CONSIGNE 1:
Renvoyez toutes les lignes des entrées qui contiennent le mot « every », en tenant compte de la casse.

TEXTE FOURNI:
★ ★ ★ ★ ★ ★ ★
Quatre heures de route sont nécessaires pour rejoindre le village de Tiébélé, en pays Kasséna. Un paysage de terre brûlée, plat, des villages aux cases éparpillées, des arbres rabougris ou au contraire des baobabs majestueux, isolés, défilent par la fenêtre du Land Cruiser de Noreen. Tiébélé s’étire sur plusieurs kilomètres de part et d’autre d’une piste de terre. Cela fait maintenant 30 km que nous avons quitté la route goudronnée n°5 qui relie la capitale du Burkina Faso au Ghana. Au bout d’une allée ombragée par des caïlcedrats se trouve la cour royale du village.
Fondée au XVIe siècle, elle consiste en un groupement de plusieurs cases réservées à la famille royale et témoigne de la richesse des traditions kasséna. Ces cases sont entièrement décorées de motifs noirs et blancs géométriques ou figuratifs, inspirés des croyances et de la vie quotidienne. Elles obéissent à trois modèles d’architecture et à une structuration très précise de la société. Les cases rondes sont réservées aux hommes célibataires. Une femme ne peut pas être considérée comme telle car elle est forcément en attente d’être mariée. Les carrées accueillent les couples. Celles en forme de 8 abritent les grands-parents et les enfants en bas âge. Les Kassénas doivent respecter l’architecture traditionnelle pour s’installer dans la cour royale.
Accompagnés d’Arnaud, guide local descendant de la famille royale dont seuls les membres sont habilités à faire la visite, nous déambulons dans des rues étroites bordées de murs hauts et rapprochés déjouant tout courant d’air. Il est midi, le soleil est au zénith. C’est le début de la saison chaude qui court de mars à juin. Arnaud nous raconte l’histoire de son peuple.
Le succès de la construction des cases repose sur plusieurs étapes. D’abord les cases faites de briques de terre sont recouvertes d’un enduit à base de bouses de vache. Ensuite les motifs noirs et blancs sont appliqués sur les murs avant la saison des pluies par les femmes occupant la case. La peinture doit être bien lissée pour ne pas craqueler et Arnaud n’hésite pas à pointer les endroits imparfaits. Enfin les femmes appliquent un vernis protecteur fait d’une décoction de gousses de néré, l’arbre de la savane aux grandes vertus nutritives et soignantes.
★ ★ ★ ★ ★ ★ ★
DONNÉES:
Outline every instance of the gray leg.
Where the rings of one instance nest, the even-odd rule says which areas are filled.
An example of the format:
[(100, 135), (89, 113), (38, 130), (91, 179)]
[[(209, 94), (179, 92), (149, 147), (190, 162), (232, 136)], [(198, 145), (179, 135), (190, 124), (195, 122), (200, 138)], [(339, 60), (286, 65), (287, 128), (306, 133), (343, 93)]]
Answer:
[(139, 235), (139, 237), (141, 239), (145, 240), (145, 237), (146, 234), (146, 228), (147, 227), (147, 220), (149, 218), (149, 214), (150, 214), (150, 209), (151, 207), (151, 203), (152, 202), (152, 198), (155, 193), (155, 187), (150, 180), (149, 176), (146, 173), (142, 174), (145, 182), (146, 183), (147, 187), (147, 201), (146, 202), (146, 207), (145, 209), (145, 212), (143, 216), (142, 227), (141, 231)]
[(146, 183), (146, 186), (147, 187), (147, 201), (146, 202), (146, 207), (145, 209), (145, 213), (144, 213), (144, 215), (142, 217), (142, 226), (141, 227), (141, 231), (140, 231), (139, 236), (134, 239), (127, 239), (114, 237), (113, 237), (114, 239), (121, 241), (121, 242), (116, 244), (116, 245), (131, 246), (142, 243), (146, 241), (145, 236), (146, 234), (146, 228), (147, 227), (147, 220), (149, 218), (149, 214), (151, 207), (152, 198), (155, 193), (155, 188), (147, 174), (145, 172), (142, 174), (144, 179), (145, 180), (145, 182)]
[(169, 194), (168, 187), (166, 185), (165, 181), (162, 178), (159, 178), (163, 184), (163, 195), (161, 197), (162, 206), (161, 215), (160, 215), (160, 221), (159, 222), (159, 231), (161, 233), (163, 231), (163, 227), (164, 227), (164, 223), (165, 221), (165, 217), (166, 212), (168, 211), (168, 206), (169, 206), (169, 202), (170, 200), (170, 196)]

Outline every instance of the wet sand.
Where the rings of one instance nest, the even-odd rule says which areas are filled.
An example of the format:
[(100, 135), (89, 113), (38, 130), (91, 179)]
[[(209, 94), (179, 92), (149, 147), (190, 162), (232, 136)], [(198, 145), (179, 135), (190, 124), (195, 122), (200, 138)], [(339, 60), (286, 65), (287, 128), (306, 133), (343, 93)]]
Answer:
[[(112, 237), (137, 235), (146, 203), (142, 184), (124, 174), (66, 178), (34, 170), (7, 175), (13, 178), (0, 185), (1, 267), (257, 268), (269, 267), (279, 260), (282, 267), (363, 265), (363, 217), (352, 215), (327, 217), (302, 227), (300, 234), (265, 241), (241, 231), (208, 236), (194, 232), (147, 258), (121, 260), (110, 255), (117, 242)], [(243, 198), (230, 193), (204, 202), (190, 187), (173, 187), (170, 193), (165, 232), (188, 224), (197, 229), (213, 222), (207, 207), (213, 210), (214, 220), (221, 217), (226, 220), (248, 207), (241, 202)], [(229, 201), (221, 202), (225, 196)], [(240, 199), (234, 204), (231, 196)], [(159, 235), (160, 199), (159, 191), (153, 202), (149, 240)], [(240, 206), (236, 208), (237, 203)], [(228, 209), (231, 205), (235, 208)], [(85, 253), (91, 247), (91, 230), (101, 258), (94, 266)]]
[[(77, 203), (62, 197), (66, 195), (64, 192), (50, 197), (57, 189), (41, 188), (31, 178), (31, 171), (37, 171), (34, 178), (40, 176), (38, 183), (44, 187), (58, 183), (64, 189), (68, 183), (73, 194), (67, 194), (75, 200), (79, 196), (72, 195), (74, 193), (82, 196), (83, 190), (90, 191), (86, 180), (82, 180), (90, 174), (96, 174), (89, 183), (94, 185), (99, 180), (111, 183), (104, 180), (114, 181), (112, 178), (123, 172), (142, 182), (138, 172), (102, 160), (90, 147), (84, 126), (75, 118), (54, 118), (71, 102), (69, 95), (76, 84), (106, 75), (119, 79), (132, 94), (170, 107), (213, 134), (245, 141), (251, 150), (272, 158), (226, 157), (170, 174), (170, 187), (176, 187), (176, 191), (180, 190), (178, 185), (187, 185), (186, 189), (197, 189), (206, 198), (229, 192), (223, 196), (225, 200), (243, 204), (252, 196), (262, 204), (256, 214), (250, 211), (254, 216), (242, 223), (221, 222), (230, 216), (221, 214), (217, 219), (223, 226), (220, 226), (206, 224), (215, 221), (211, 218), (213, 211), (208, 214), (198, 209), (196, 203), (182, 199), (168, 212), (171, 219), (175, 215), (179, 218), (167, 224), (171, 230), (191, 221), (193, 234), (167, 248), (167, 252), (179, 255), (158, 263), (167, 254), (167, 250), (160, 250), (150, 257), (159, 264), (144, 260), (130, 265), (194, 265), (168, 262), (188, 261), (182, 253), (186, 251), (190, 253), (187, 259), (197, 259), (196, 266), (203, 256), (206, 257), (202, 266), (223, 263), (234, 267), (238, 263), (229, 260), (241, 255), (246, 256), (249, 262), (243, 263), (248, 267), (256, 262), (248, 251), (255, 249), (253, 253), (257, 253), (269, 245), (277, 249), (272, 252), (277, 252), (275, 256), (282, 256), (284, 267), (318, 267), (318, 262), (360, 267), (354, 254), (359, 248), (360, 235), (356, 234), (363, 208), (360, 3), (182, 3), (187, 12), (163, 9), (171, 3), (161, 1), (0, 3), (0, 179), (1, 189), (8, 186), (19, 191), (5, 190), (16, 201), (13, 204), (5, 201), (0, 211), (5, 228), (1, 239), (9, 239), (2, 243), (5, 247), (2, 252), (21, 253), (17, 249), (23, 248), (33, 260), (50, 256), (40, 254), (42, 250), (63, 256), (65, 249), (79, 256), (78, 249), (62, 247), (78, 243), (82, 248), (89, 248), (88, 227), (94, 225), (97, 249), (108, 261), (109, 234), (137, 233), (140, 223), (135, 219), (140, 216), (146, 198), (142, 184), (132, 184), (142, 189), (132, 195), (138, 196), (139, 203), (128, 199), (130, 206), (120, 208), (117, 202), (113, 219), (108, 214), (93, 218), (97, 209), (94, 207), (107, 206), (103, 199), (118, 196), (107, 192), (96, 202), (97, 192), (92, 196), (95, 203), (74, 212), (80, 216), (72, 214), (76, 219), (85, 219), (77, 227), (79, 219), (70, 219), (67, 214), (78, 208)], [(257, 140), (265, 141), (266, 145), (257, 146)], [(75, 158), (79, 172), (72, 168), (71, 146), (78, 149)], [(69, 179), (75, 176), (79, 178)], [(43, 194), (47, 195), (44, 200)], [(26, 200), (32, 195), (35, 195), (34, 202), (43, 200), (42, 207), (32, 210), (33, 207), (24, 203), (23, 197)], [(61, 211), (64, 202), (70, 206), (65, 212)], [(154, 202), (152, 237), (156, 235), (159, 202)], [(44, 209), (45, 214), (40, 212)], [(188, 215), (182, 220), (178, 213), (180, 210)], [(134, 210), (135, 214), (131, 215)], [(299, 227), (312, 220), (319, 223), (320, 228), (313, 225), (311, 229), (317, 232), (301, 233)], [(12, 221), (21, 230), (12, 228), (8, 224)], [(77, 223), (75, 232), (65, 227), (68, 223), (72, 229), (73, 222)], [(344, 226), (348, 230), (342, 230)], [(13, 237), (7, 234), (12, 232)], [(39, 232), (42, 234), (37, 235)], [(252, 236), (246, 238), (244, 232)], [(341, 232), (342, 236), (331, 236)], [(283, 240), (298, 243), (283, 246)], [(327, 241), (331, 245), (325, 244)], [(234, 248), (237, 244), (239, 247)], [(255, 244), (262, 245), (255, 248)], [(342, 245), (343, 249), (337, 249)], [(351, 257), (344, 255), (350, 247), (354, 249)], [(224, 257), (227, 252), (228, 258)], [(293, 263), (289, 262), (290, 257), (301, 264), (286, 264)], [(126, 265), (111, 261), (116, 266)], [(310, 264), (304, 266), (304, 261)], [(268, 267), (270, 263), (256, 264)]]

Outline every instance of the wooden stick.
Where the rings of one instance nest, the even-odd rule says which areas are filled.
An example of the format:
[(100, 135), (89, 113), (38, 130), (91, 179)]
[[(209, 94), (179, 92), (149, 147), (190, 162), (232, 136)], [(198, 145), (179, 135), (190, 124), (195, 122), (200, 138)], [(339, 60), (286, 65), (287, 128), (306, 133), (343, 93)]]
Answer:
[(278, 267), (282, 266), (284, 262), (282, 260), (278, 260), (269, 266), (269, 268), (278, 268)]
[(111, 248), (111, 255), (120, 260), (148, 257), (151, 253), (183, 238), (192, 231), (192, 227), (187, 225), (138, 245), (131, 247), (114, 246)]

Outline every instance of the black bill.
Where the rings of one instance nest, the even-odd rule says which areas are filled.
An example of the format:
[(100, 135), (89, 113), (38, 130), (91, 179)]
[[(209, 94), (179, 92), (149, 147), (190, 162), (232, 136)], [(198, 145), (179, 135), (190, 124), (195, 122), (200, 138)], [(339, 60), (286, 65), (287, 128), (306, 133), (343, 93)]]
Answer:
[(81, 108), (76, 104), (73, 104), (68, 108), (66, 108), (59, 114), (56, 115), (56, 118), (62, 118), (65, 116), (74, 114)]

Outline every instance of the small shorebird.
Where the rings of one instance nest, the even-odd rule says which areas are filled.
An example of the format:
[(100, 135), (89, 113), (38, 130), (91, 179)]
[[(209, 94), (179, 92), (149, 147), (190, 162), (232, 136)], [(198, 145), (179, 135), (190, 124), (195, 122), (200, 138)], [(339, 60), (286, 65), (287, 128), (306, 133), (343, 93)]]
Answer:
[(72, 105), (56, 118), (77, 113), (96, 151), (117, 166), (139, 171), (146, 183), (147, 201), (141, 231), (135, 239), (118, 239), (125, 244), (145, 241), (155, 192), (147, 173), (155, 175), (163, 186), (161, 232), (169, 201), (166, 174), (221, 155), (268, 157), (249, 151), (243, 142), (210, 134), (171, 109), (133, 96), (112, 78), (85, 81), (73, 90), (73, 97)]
★ ★ ★ ★ ★ ★ ★
CONSIGNE 2:
Résumez en deux phrases le texte sur le village de Tiébélé.

RÉPONSE COMPLÈTE 1:
Outline every instance of the gray leg.
Outline every instance of the wet sand.
Outline every instance of the wooden stick.
Outline every instance of the black bill.
Outline every instance of the small shorebird.

RÉPONSE COMPLÈTE 2:
À Tiébélé, en pays Kasséna, la cour royale fondée au XVIe siècle regroupe des cases décorées de motifs noirs et blancs, rondes pour les hommes célibataires, carrées pour les couples et en forme de 8 pour les grands-parents et les enfants en bas âge. Leur construction suit plusieurs étapes : un enduit à base de bouses de vache sur les briques de terre, des motifs appliqués par les femmes avant la saison des pluies, puis un vernis protecteur fait d'une décoction de gousses de néré.